(Document):
+ + + + +
1. Wash a small wad of steel wool in petrol to remove any grease.
Squeeze it out and then fluff it.
When it is dry, place the steel wool in a flask fitted with a one-hole stopper carrying a 40 cm length of glass tube.
Stand the flask and tube in a container of water with the end of the tube under water.
After a few hours, note that water is slowly drawn up into the glass tube.
As the oxygen in the air reacts with the iron to form rust (iron oxides, Fe2O3) the air pressure decreases in the flask.
Atmospheric pressure can push water up 1/5 the height of the glass tube.
2. Repeat the experiment with magnesium ribbon rubbed with sandpaper or white phosphorus.
12.1.30 Plumber's force cups, suction cup, suction disc
See diagram: 12.3.5.3: Plumber's force cup.
1. Press the force cup against a flat surface, e.g. the top of a stool.
Try to lift the stool with the force cup.
The force cup works better if it is wet.
Press the force cup against a flat surface such as the top of a stool.
The force cup works, because most of the air between the force cup and the stool surface was pushed out when the force cup was pushed onto the stool surface.
+ + + + +
(Data drawn from a collection)
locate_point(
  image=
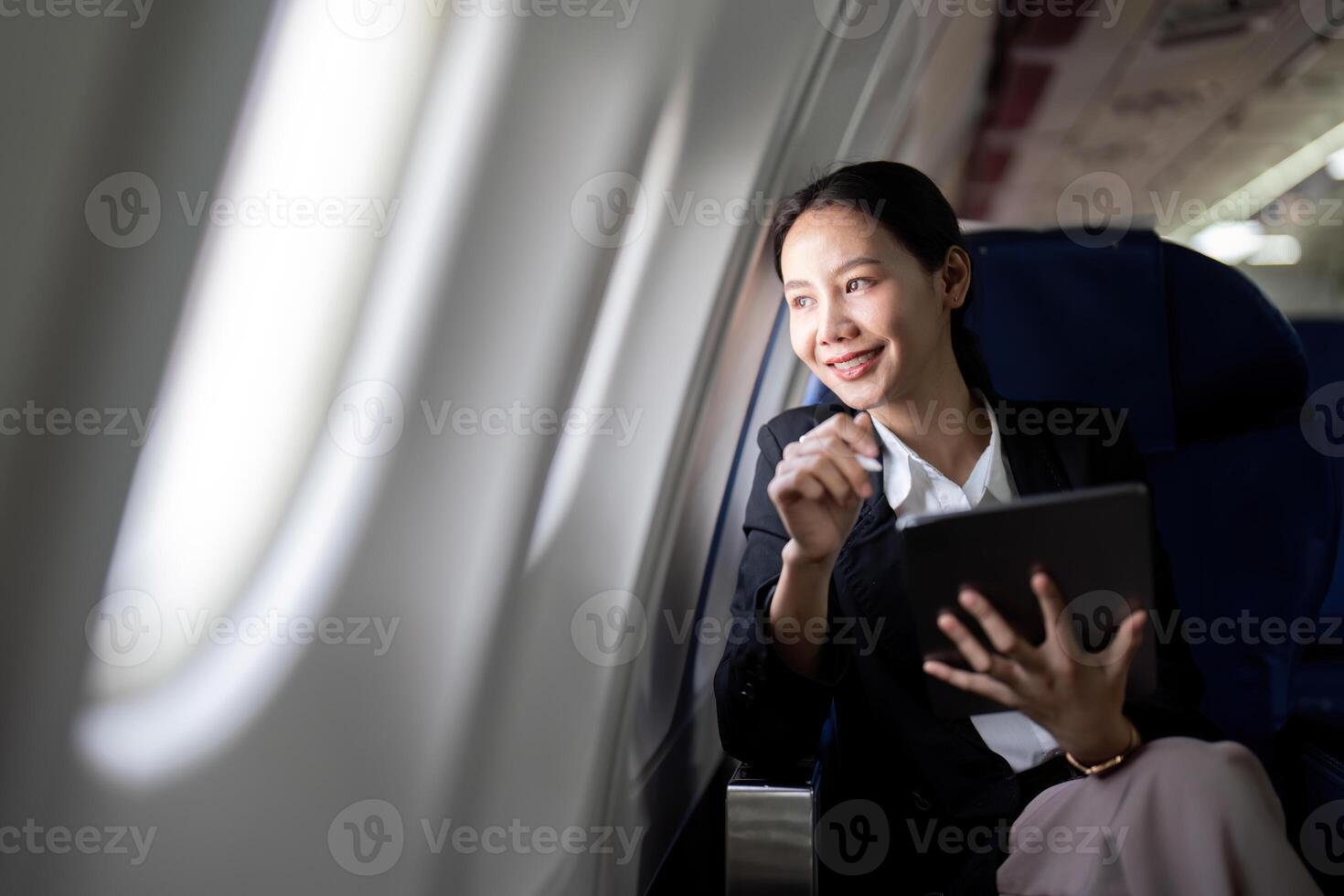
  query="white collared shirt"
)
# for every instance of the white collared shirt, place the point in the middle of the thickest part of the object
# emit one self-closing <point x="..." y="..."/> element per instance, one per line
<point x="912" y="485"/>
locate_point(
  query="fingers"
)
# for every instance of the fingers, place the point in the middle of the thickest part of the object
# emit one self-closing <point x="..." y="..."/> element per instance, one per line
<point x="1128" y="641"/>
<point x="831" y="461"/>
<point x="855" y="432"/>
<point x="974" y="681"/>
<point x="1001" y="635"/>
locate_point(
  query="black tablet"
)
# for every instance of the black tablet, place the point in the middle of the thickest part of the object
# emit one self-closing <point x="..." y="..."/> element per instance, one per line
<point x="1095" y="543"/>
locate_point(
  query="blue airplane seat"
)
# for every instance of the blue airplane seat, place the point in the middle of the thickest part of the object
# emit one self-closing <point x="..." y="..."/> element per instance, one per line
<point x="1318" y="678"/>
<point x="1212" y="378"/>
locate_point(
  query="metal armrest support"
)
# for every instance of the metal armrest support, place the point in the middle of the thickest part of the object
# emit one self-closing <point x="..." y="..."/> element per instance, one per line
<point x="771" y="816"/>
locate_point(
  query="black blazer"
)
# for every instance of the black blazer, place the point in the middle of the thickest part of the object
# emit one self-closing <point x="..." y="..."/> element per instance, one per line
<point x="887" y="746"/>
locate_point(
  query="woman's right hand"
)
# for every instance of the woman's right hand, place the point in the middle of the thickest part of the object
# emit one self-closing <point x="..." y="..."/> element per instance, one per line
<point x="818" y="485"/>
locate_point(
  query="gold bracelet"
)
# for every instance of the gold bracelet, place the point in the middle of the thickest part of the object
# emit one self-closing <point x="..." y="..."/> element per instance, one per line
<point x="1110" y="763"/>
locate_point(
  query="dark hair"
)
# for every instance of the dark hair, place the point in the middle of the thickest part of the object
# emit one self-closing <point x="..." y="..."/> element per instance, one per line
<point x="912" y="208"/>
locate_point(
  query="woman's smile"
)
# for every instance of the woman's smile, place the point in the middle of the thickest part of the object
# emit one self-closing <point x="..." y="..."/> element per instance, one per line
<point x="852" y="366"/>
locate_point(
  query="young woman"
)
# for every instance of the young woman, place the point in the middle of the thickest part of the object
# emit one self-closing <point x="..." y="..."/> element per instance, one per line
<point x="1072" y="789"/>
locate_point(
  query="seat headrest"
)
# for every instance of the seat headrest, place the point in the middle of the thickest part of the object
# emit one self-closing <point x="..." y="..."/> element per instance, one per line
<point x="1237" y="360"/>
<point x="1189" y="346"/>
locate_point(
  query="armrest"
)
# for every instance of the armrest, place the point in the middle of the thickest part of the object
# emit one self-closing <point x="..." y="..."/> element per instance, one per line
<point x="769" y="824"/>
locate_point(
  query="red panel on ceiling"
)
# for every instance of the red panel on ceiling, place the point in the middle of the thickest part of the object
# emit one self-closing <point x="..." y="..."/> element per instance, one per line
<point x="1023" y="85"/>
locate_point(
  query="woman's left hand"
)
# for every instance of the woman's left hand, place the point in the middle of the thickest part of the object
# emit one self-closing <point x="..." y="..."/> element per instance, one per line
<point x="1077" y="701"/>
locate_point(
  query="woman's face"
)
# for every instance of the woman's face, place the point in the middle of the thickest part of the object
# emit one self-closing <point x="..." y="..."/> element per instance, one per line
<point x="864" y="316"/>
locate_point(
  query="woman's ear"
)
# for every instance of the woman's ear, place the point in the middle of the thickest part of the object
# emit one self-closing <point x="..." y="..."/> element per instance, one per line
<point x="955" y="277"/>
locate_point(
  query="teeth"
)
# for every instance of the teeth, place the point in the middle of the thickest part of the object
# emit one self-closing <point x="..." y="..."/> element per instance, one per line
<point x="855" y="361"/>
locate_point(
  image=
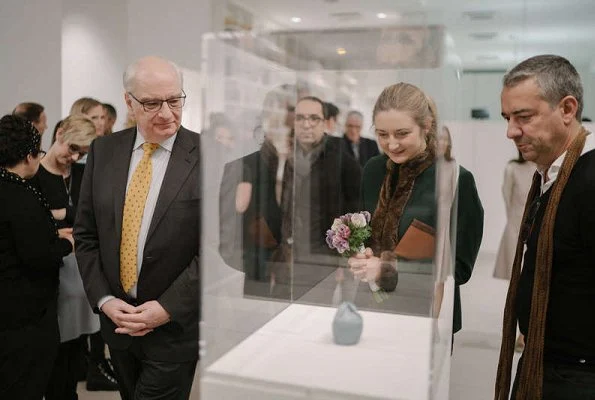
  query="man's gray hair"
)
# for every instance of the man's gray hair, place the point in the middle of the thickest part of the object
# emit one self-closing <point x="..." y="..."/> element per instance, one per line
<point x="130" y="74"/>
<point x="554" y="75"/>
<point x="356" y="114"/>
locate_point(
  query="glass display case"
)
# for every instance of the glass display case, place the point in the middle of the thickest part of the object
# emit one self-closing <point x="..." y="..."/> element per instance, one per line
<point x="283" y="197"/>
+ + + + +
(Given instruction 1):
Return the passage of the experiment instructions between "Squeeze it out" and "of the glass tube.", inclusive.
(Given instruction 2):
According to the experiment instructions, how long is the glass tube carried by the one-hole stopper?
The rows are separate material, distinct from the experiment instructions.

(Output 1):
Squeeze it out and then fluff it.
When it is dry, place the steel wool in a flask fitted with a one-hole stopper carrying a 40 cm length of glass tube.
Stand the flask and tube in a container of water with the end of the tube under water.
After a few hours, note that water is slowly drawn up into the glass tube.
As the oxygen in the air reacts with the iron to form rust (iron oxides, Fe2O3) the air pressure decreases in the flask.
Atmospheric pressure can push water up 1/5 the height of the glass tube.

(Output 2):
40 cm